Feature
By D. Andrew Sirkin
A condominium is a form of property consisting of an individually owned unit and a share of group-owned common area. The unit is the space within the walls, floors and ceilings of each condominium, and the common area is the remainder of the property. Owners pay their own mortgages, property taxes and utilities, plus monthly homeowners’ association dues that cover repair and insurance of the common area. A lengthy document, the “Covenants, Conditions and Restrictions” or CC&Rs, establishes the rights and duties of the condominium owners.
Condominiums can be created in two ways: subdivision of newly constructed buildings that have not been occupied and conversion of existing buildings that have been occupied. San Francisco has no restriction on the creation of condominiums in new buildings that have not been occupied. This means that new buildings of any size may be subdivided into condominiums. In very limited circumstances existing previously occupied buildings undergoing major alterations and additions are considered new construction, which can be immediately subdivided into condominiums.
San Francisco severely restricts conversion of existing apartment buildings into condominiums. The alleged purpose of these restrictions is to conserve affordable rental housing, but many observers believe that the true purpose is to preserve the existing demographic balance of approximately two renter households for each owner household. The conversion restrictions apply to residential and mixed-use buildings only. Conversions of entirely commercial buildings are not restricted. Existing residential or mixed-use apartment buildings may only convert to condominiums if they have six or fewer residential units. These buildings must qualify for conversion by either winning or bypassing the annual conversion lottery. Two-unit buildings can bypass the conversion lottery if both units are occupied for one year by separate, unmarried individuals who each own at least a 25 percent interest in the property during the entire occupancy period. Buildings with more than two residential units cannot bypass the lottery.

┄┄┄┄┄┄

• [PROBLEMS TO SOLVE]
A. Under the condominium article, how many residential units can an existing apartment building have at most and still convert to condominiums?
B. Translate this sentence from the condominium article into Spanish: "Conversions of entirely commercial buildings are not restricted."
C. Pick up the condominium article where it ends and write the next part.

Records from a data collection:
┄┄┄┄┄┄

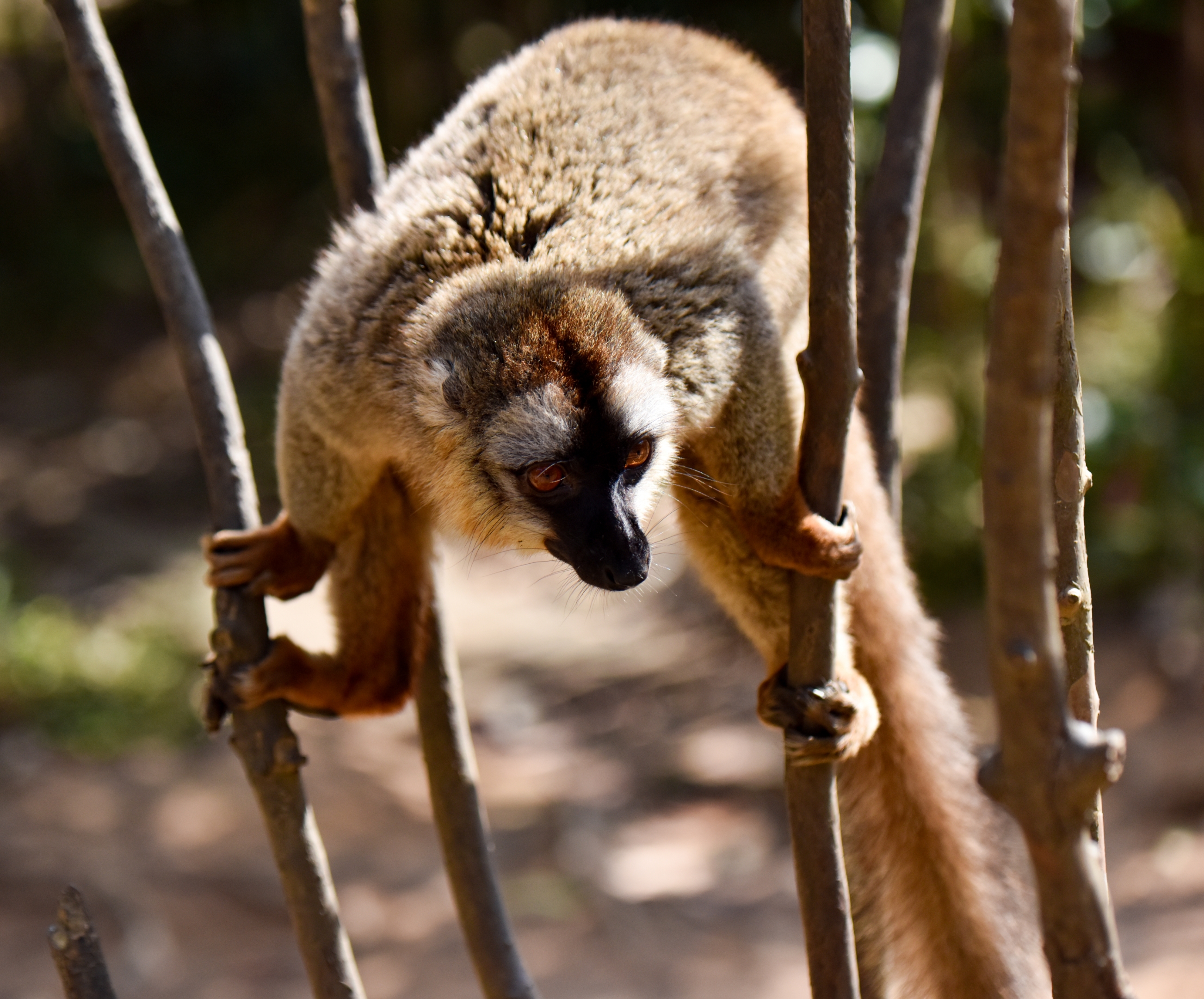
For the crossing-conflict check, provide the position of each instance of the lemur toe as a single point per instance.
(837, 546)
(271, 561)
(821, 724)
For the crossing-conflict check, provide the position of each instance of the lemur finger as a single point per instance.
(230, 576)
(802, 750)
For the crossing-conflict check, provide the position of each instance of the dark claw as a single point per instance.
(817, 722)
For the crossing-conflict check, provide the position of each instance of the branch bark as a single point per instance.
(345, 103)
(1049, 768)
(830, 374)
(890, 228)
(262, 737)
(1071, 484)
(358, 166)
(76, 951)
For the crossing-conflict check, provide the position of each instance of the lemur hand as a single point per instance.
(274, 560)
(823, 725)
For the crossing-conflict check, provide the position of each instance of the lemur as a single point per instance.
(586, 288)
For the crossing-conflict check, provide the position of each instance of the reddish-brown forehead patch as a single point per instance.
(576, 342)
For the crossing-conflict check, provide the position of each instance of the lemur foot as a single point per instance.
(274, 560)
(275, 677)
(834, 550)
(824, 724)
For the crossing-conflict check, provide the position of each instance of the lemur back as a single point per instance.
(588, 287)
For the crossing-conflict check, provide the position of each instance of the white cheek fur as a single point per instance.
(641, 399)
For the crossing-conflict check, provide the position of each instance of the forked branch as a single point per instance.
(890, 229)
(262, 737)
(830, 374)
(354, 153)
(1049, 768)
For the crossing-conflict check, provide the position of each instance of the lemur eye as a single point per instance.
(546, 477)
(638, 454)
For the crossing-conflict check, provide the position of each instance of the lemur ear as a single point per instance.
(453, 388)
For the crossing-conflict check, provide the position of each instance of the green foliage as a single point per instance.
(223, 94)
(93, 688)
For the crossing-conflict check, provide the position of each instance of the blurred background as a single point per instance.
(640, 826)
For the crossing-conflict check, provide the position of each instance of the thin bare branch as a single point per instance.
(459, 818)
(890, 228)
(830, 359)
(1071, 484)
(336, 64)
(1049, 768)
(354, 153)
(75, 948)
(262, 738)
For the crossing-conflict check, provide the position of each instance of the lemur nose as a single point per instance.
(625, 577)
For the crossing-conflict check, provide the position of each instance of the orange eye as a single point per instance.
(638, 454)
(546, 477)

┄┄┄┄┄┄

• [REPLIES]
A. Six or fewer residential units.

B. Las conversiones de edificios totalmente comerciales no están restringidas.

C.
The conversion lottery is held annually during the first quarter of the calendar year. Up to 200 units (55-65 buildings) may be converted through the lottery each year. Although the lottery system is designed to favor buildings that have previously lost, there is no guarantee of winning no matter how many years one enters. In the most recent lottery cycle, first-time entrants had approximately a 4 percent chance of winning, and fifth and sixth time entrants had approximately a 48 percent chance of winning.
Buildings must meet owner-occupancy requirements to enter the conversion lottery. For 2-4 unit buildings, one residential unit must be owner-occupied for three years; and for 5-6 unit buildings, three residential units must be owner-occupied for three years. The term owner-occupied is actually a misnomer as applied in the lottery system; the occupant can be a tenant for three years, so long as he/she is an owner at the time of lottery entry. The three-year period is measured backwards from the lottery entry deadline. In order to qualify in January 2005, the required number of owners must have occupied continuously since January 2002.
Some lottery winners need tenant cooperation to convert. Lottery winners must submit tenant intent-to-purchase forms signed by residents of at least 40 percent of the units. These forms state that the signer intends to buy his/her unit as a condominium, but may later decide not to buy. The signers may be renters or owner-occupants. In 3-4 unit buildings with only one owner-occupied unit, a renter must sign one of these forms. If all of the renters refuse, the building cannot convert even if it has satisfied the owner-occupancy requirements and won the lottery. This problem does not arise for 2-, 5- or 6-unit buildings or for 3-4 unit buildings with more than one owner-occupied unit.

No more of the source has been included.